§ Problem details
Write out the material below exactly, beginning at the line that contains "the paved road." and ending with its last line, both ends included; write nothing else.

§ Listed entries
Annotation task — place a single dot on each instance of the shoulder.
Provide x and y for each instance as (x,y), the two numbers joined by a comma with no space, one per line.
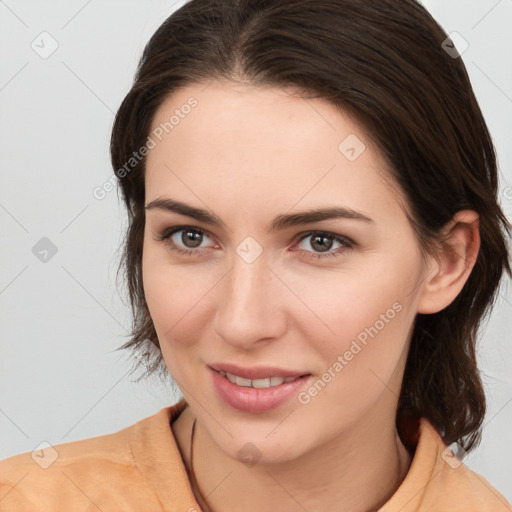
(438,481)
(82,474)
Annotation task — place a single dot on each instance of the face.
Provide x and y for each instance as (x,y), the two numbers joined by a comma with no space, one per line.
(329,298)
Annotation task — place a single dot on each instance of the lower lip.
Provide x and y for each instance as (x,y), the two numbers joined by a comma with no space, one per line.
(255,400)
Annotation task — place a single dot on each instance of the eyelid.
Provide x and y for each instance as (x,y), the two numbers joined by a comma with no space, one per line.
(346,241)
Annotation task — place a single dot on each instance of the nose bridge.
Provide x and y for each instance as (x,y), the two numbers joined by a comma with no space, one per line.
(247,309)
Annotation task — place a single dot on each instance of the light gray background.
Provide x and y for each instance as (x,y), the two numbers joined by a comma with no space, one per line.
(60,378)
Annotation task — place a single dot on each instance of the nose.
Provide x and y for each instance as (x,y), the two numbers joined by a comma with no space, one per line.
(251,308)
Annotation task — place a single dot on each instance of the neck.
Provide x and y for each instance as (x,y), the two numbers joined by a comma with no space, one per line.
(358,472)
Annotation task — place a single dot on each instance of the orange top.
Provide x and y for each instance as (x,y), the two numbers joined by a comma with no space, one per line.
(140,469)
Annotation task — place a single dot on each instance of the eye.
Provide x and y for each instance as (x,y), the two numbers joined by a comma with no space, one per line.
(323,241)
(189,242)
(189,235)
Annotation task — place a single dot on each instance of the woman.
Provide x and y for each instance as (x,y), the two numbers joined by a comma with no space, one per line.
(313,241)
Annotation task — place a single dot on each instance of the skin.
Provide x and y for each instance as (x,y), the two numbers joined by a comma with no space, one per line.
(247,155)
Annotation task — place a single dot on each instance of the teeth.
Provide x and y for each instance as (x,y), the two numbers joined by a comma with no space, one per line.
(257,383)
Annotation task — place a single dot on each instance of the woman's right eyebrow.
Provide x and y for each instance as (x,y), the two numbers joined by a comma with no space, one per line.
(281,222)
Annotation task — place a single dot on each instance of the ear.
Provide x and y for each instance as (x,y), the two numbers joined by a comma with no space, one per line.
(450,268)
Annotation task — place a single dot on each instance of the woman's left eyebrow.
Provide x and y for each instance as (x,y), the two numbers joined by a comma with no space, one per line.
(281,222)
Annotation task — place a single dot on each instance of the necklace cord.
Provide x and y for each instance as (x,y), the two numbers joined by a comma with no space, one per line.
(192,474)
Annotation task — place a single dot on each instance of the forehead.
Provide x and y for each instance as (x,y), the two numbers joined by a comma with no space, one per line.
(262,146)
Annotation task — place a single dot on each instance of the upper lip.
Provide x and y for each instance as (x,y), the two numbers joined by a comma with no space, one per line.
(256,372)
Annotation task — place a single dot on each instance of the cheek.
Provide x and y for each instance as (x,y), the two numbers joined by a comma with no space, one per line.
(177,298)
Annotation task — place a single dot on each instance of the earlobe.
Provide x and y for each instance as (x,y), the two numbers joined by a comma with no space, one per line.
(454,261)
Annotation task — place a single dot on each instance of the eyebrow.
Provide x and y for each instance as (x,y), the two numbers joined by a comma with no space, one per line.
(280,222)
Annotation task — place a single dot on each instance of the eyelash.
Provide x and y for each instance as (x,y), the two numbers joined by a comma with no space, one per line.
(166,234)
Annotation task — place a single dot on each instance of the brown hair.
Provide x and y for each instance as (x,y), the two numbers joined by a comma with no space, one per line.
(382,61)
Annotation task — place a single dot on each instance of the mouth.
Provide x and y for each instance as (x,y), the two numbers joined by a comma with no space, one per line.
(264,383)
(257,395)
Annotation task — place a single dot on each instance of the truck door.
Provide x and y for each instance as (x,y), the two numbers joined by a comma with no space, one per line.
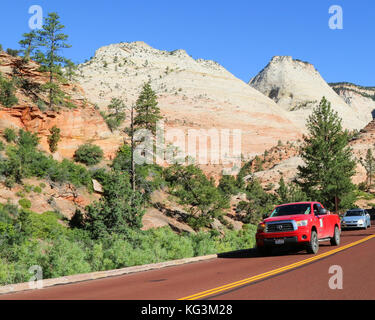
(322,233)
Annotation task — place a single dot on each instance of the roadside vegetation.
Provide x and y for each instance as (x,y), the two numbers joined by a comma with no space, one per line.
(107,233)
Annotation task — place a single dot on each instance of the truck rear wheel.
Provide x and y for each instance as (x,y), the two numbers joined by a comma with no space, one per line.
(335,240)
(313,245)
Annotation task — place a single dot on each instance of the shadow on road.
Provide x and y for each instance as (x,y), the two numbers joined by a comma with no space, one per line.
(253,253)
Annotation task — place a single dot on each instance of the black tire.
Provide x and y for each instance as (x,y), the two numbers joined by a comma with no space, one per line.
(313,246)
(264,251)
(335,240)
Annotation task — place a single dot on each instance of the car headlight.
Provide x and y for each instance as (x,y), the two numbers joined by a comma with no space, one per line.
(261,227)
(302,223)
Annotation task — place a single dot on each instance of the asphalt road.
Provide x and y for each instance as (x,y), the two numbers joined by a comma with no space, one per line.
(242,276)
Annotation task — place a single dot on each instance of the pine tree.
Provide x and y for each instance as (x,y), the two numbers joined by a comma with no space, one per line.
(369,164)
(148,113)
(326,175)
(29,44)
(52,40)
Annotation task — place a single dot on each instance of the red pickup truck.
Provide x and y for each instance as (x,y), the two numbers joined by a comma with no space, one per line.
(302,223)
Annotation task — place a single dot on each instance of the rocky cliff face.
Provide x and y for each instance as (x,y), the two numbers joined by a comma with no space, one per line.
(360,99)
(78,125)
(298,87)
(192,93)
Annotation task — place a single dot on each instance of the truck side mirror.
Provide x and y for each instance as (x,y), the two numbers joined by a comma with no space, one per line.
(322,211)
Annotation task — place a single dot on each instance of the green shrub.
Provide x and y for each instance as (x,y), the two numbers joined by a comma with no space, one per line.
(37,189)
(7,93)
(53,139)
(25,203)
(10,135)
(88,154)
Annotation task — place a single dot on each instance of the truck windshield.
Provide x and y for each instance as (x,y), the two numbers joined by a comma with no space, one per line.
(292,209)
(354,213)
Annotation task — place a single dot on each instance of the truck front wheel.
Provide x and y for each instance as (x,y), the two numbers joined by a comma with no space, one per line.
(313,245)
(335,240)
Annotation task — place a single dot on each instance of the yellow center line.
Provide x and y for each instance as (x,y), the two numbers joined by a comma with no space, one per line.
(272,272)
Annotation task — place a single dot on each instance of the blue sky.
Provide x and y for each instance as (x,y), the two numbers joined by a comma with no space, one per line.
(242,35)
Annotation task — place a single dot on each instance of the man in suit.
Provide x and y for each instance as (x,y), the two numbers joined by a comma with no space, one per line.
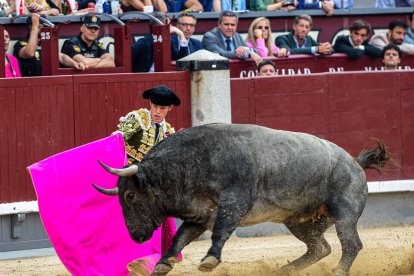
(143,51)
(186,23)
(299,42)
(225,41)
(391,57)
(355,45)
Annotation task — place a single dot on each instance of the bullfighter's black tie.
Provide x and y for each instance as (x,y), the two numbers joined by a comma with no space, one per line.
(228,41)
(157,131)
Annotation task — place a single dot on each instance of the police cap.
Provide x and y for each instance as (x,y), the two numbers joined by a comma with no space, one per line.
(161,95)
(92,21)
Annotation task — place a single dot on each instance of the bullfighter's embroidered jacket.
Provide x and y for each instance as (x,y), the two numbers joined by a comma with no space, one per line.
(138,131)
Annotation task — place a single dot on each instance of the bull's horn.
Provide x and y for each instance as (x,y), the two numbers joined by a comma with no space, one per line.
(113,191)
(121,172)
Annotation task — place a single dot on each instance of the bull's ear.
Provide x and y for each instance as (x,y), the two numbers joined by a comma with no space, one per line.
(140,180)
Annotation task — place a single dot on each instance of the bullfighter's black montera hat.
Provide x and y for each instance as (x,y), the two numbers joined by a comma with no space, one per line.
(161,95)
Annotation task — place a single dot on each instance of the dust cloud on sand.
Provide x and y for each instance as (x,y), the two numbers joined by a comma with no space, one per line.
(387,251)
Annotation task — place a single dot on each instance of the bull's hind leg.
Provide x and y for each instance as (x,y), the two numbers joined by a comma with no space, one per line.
(350,242)
(311,233)
(185,234)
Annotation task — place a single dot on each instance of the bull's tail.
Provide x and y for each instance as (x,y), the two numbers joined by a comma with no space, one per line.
(373,158)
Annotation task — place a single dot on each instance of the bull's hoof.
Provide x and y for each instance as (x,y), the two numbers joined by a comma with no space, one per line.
(340,272)
(208,264)
(162,269)
(286,270)
(174,260)
(138,268)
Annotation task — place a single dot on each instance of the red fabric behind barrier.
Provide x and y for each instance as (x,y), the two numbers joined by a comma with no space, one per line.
(345,108)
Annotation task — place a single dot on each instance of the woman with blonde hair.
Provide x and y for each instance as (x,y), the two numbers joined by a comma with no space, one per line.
(260,39)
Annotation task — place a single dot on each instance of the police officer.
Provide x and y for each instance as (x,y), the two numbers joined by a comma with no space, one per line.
(28,51)
(85,48)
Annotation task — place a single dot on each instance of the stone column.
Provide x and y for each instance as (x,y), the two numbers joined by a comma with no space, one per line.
(210,87)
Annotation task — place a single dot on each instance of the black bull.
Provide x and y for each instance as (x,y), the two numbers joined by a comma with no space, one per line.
(219,177)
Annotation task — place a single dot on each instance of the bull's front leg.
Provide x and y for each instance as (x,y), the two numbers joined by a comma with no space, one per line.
(185,234)
(228,218)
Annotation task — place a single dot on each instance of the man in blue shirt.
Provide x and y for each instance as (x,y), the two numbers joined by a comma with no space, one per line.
(186,22)
(299,41)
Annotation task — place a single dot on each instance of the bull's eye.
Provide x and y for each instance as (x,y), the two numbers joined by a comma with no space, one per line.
(130,196)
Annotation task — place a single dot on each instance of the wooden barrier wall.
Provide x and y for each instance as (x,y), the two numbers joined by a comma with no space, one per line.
(345,108)
(43,116)
(309,64)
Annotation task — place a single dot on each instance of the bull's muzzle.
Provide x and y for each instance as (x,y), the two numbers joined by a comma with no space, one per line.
(128,171)
(113,191)
(119,172)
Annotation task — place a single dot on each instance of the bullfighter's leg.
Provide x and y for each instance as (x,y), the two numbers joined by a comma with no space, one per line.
(228,218)
(311,233)
(185,234)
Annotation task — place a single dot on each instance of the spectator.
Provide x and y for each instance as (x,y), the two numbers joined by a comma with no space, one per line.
(229,5)
(355,45)
(299,42)
(6,9)
(266,68)
(143,51)
(391,57)
(85,48)
(28,51)
(259,37)
(409,36)
(384,4)
(327,5)
(41,7)
(344,4)
(186,23)
(273,5)
(138,5)
(12,69)
(181,5)
(207,5)
(225,41)
(395,35)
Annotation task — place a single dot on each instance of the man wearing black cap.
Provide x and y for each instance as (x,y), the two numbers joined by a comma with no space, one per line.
(85,48)
(143,128)
(28,51)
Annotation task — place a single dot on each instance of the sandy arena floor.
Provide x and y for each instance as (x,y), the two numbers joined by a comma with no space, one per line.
(387,251)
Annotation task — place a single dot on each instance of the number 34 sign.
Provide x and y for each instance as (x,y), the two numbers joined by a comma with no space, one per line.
(157,38)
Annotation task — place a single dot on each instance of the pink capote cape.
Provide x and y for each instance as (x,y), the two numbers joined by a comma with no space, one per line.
(87,228)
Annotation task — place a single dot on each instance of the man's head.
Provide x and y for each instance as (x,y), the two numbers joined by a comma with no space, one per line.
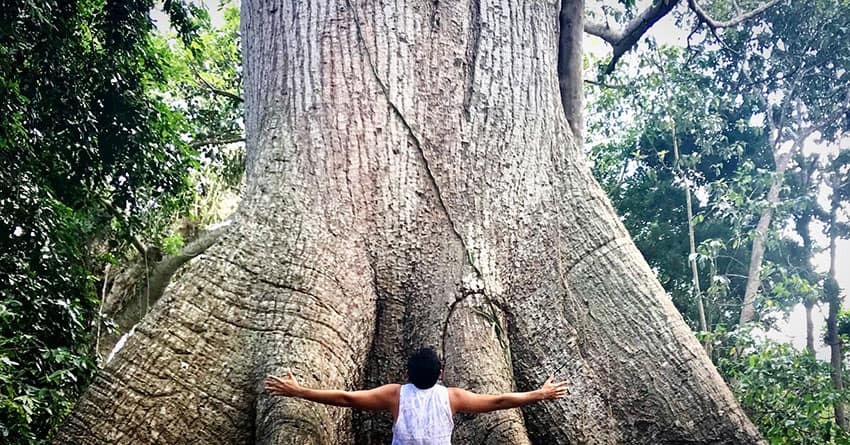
(423,368)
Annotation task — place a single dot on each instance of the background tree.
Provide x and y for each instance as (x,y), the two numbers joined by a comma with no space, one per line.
(364,231)
(97,172)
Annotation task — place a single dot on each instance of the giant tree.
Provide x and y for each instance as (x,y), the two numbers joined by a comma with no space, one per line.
(411,179)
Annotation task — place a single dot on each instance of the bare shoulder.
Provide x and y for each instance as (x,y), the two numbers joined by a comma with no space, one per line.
(458,398)
(389,391)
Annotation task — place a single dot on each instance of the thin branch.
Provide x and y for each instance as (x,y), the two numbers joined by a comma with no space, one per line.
(225,139)
(714,24)
(605,85)
(215,90)
(135,241)
(623,40)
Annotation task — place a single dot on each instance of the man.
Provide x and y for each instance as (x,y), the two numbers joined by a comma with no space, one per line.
(422,410)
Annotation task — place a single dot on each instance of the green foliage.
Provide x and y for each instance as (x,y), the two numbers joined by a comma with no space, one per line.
(92,152)
(723,160)
(787,393)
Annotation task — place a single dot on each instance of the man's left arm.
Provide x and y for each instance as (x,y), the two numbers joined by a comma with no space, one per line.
(377,399)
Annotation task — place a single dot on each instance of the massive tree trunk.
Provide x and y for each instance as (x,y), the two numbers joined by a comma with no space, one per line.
(411,180)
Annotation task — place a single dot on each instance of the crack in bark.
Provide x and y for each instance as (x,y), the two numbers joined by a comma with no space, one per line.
(472,53)
(420,142)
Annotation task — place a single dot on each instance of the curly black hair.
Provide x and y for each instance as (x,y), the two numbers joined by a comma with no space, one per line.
(423,368)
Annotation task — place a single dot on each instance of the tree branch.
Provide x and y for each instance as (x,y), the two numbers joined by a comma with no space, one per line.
(623,40)
(225,139)
(714,24)
(134,240)
(217,91)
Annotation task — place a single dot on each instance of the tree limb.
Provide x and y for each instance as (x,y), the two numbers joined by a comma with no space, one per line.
(217,91)
(225,139)
(623,40)
(714,24)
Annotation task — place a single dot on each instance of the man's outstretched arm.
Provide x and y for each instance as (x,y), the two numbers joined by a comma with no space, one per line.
(381,398)
(465,401)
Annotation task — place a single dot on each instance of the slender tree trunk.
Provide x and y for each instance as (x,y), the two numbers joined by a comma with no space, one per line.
(411,180)
(571,64)
(781,162)
(833,295)
(692,253)
(810,327)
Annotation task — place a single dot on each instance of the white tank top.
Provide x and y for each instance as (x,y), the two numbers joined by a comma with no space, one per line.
(424,416)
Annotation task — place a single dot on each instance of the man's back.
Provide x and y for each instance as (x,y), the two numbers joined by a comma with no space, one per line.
(424,416)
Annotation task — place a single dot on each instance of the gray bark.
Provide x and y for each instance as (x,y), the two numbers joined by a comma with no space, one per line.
(136,289)
(411,180)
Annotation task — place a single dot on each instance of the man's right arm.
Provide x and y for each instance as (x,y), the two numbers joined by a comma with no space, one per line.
(465,401)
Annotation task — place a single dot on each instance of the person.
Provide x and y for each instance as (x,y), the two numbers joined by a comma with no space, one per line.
(422,410)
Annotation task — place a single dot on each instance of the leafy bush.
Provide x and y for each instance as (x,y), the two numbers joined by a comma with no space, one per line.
(787,393)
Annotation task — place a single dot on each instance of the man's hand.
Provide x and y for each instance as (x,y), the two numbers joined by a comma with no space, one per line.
(288,387)
(552,389)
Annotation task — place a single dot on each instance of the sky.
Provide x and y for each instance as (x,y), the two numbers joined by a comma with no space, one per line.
(792,329)
(666,32)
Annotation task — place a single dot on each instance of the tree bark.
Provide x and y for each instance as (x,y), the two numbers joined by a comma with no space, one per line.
(134,290)
(411,180)
(571,65)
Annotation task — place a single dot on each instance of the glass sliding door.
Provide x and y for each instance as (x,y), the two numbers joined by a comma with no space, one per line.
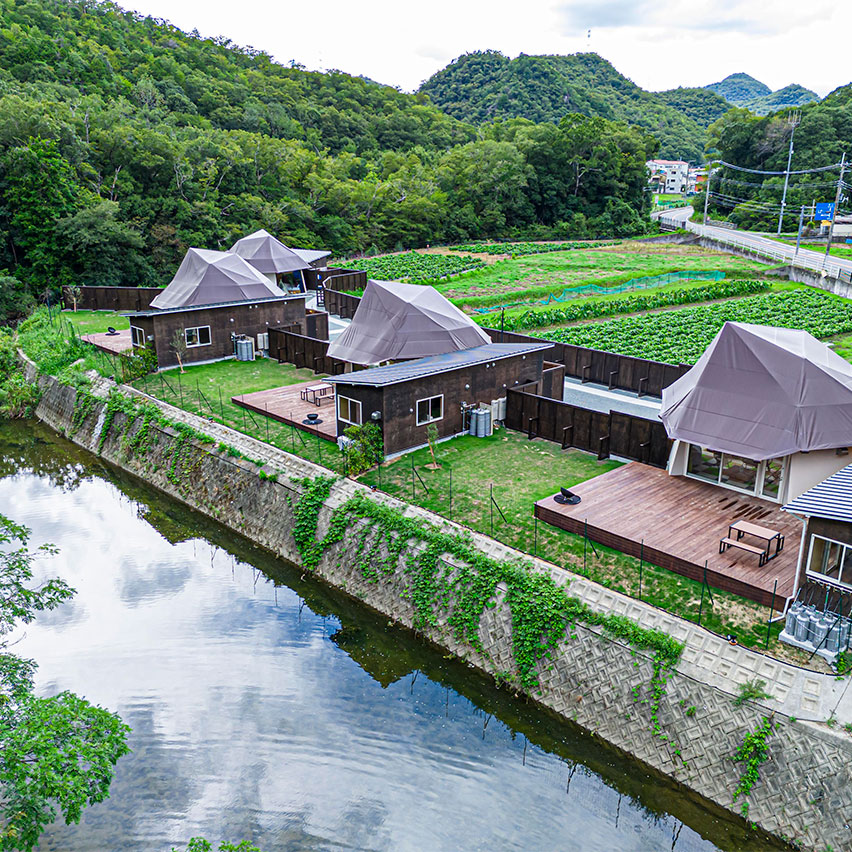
(762,479)
(739,473)
(703,463)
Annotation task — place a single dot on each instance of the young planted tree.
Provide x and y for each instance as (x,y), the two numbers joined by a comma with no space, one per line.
(178,345)
(75,293)
(432,440)
(57,754)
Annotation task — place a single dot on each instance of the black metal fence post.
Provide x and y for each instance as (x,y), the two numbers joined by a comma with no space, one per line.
(771,610)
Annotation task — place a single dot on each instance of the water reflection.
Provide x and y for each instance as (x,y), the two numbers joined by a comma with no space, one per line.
(267,707)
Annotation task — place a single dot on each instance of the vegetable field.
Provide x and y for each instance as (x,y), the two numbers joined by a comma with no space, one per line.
(628,303)
(416,268)
(681,336)
(519,249)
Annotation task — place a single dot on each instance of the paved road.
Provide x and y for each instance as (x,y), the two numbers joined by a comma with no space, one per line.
(773,249)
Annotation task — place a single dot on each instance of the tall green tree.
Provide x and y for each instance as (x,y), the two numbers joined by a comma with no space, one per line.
(57,753)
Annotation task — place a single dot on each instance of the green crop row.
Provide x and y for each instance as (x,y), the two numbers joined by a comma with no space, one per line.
(525,248)
(633,303)
(416,268)
(681,336)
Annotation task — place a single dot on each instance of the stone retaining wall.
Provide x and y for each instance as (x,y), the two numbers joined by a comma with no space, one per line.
(805,789)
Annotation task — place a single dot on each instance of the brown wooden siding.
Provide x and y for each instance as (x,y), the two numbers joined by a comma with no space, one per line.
(290,347)
(616,434)
(398,402)
(113,298)
(250,319)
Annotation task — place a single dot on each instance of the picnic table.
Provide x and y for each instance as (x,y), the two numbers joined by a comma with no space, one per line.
(764,534)
(318,393)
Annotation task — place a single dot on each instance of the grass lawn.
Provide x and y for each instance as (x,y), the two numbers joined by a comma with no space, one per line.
(207,389)
(91,322)
(523,471)
(535,276)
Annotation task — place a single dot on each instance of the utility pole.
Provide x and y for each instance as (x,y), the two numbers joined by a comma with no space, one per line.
(707,191)
(793,120)
(836,205)
(799,235)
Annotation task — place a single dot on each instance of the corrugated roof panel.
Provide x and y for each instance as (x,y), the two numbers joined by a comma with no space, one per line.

§ Answer to the problem
Annotation task — place a single dot on each instance of the paved road.
Provide x and y for each instance as (x,y), the two numbers joined by a comma with no space, one per line.
(773,249)
Annotation task — place a single dot on each instance of the tall green tree.
Provide x and y for each instance as (x,y), the two numbers joined by a comma with no space, one per line.
(57,753)
Annotation task — place a single dot on each instance of the green crop row.
Provide x and y for each instance as (x,y), the two numbers joined by a comma with no space, one per line.
(525,248)
(633,303)
(416,268)
(681,336)
Annotation task — place a single dot on each instance of the stone retaining wall.
Provide x and y for each instance as (x,y), the two numbers joined by a comma with no space, one per line.
(805,789)
Annotation task — place a single dot on each instance of the brown wooden siding.
Provide x and y for each instance as (x,y), the two numbers joined by a comma with no space, one per line.
(290,347)
(616,434)
(398,402)
(113,298)
(250,319)
Annotation task — place a single dot on each instance of the picnic table.
Provide x and y for each instance as (x,y), the two numbers joined by a comma with no space, one per line.
(764,534)
(318,393)
Annotation task — place a single dot on each instance of the grass lawn.
Provide x and y for each instance as (x,y), the two numbers joined by a comma with no space, one per line.
(207,389)
(91,322)
(523,471)
(535,276)
Annotation task — place a single dot on each instance of the utility pole.
Provide x and y for each instance as (x,y), the two numbers joined by a comma with no space, one per line.
(707,191)
(793,120)
(836,205)
(799,235)
Annotation task — place a single dot on each instance of the corrugated roof panel.
Provide x and y for each instance as (x,y), the two numbers joined by a comma with no space, one per line.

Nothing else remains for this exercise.